§ Your instructions
The answer should be one number: how many lines in the records below contain the word "task".

- - - - -

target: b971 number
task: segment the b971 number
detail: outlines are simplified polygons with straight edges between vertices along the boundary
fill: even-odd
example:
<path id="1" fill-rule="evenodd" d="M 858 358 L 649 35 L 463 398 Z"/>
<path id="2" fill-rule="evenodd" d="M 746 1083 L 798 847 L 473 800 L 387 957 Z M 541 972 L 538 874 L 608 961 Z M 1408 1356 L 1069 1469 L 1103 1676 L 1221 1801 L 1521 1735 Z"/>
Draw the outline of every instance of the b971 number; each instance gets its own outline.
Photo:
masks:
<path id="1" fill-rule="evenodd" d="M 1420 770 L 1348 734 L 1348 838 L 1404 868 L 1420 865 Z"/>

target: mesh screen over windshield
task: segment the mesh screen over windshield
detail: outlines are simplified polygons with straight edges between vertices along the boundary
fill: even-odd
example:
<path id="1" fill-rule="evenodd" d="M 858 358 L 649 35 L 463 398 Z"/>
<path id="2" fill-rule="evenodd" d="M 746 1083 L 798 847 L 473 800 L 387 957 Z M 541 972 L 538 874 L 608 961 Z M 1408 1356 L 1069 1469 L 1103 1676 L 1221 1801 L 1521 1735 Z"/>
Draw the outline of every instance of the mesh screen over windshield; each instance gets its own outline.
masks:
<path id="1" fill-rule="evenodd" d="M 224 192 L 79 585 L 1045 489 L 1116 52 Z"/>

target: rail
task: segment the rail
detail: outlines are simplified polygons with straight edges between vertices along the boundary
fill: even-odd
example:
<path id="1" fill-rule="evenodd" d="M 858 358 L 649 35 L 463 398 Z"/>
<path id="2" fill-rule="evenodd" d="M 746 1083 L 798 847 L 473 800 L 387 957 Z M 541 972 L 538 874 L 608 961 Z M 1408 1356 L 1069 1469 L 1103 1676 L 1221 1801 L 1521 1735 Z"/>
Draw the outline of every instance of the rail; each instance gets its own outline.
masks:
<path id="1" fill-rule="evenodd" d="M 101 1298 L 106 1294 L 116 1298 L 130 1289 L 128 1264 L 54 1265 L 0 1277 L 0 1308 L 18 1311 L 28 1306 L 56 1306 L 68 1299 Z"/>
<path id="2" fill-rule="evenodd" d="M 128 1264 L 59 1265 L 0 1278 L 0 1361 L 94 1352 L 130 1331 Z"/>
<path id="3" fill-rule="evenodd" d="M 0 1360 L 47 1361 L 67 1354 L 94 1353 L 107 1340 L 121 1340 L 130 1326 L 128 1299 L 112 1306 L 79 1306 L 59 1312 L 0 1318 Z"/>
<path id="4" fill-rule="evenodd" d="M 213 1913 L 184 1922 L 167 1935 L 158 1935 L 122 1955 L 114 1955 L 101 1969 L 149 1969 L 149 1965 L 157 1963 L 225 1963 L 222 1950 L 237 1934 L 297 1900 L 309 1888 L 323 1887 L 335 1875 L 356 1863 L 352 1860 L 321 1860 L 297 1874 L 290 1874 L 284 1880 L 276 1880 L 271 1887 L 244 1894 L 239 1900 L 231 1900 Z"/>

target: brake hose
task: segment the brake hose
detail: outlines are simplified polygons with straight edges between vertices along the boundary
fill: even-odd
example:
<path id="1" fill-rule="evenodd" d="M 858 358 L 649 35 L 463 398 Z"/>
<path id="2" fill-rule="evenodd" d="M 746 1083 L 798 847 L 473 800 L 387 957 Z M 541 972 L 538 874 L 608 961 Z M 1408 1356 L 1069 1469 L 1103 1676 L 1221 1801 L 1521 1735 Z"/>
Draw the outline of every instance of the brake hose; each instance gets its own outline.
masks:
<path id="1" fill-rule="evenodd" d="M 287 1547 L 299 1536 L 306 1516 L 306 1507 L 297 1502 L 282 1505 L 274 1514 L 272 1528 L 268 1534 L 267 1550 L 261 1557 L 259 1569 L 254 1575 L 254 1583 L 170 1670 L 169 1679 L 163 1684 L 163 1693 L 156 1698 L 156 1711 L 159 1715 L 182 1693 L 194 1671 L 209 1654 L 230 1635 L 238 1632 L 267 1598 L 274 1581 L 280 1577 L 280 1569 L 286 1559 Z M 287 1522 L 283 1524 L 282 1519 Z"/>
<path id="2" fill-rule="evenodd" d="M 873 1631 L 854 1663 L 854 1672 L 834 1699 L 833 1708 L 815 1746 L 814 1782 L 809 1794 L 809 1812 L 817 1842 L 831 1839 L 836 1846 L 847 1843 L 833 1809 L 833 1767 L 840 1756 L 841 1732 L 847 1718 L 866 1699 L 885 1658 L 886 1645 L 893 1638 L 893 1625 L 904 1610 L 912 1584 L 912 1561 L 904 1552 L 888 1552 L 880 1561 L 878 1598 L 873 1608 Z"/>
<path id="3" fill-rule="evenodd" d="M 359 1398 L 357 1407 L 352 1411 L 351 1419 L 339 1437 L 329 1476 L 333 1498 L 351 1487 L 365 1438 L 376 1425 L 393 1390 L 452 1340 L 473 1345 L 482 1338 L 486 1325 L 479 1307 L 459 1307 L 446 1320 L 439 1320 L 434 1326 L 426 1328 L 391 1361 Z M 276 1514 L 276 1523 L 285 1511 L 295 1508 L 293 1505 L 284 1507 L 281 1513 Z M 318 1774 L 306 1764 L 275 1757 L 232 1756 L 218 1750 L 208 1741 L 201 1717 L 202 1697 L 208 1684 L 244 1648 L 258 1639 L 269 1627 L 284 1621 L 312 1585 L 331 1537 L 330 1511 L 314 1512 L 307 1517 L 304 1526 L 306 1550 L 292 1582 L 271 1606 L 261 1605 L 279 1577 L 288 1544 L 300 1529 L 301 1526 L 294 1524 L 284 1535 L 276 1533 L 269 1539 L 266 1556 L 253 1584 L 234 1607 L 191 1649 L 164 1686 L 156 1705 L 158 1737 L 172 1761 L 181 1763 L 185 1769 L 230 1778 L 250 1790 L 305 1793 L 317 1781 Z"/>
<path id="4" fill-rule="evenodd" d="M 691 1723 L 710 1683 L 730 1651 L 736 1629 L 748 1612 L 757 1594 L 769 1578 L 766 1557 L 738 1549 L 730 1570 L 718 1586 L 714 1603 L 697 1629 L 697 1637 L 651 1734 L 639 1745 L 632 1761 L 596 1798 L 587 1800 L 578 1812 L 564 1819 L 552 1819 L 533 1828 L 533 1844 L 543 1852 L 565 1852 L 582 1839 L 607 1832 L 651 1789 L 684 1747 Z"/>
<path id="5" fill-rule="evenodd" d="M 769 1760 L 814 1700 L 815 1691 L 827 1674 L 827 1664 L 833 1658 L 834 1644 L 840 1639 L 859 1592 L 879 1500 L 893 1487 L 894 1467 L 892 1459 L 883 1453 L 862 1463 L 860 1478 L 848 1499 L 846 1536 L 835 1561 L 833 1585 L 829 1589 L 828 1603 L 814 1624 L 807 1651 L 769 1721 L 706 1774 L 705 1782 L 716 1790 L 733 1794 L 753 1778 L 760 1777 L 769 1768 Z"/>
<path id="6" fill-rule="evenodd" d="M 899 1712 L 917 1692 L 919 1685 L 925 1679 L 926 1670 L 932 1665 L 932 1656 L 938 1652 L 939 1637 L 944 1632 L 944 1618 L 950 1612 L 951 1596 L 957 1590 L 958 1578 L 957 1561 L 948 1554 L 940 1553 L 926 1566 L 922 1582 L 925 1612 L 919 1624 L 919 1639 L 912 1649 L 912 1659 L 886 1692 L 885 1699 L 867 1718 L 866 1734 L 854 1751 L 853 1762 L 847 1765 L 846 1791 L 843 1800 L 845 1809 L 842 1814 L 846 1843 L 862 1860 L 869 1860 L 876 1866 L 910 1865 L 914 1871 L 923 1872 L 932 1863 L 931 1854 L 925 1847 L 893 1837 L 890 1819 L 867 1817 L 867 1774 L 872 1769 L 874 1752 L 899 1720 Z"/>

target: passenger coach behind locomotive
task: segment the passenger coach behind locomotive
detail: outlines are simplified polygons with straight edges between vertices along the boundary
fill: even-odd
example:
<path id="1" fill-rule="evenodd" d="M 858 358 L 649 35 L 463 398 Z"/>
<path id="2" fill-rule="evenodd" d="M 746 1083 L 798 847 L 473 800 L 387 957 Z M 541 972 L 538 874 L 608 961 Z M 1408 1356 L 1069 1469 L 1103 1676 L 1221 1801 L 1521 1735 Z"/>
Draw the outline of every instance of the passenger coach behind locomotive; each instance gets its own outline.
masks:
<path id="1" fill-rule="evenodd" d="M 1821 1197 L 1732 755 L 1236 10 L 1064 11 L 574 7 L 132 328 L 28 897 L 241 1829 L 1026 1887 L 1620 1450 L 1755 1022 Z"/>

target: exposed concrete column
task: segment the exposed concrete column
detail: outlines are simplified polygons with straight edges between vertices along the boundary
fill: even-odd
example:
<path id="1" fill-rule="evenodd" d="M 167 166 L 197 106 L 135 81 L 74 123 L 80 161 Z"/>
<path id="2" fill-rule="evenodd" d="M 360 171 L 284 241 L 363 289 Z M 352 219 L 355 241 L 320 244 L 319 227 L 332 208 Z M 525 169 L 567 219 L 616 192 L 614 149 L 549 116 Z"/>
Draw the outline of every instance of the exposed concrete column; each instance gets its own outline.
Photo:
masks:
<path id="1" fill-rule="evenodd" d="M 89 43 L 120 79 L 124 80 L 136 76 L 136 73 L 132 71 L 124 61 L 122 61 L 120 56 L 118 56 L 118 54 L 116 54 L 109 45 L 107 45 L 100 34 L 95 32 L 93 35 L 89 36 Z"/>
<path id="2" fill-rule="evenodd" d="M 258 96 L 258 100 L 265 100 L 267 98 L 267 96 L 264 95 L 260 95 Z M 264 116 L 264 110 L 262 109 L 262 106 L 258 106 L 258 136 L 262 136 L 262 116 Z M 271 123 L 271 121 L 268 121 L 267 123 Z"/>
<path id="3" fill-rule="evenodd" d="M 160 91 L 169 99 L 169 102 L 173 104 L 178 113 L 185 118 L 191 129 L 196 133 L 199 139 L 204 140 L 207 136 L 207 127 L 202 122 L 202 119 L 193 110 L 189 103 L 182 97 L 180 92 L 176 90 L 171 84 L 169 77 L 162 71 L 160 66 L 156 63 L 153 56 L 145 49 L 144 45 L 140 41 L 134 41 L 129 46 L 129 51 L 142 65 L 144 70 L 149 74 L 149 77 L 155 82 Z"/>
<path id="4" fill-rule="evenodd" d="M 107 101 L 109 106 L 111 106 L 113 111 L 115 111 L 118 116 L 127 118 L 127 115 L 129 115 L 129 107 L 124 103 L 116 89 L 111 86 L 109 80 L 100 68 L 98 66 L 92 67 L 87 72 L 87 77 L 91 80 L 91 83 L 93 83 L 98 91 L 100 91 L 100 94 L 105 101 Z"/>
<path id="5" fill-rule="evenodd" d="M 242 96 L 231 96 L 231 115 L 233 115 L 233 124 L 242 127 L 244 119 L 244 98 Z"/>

- - - - -

§ Final answer
6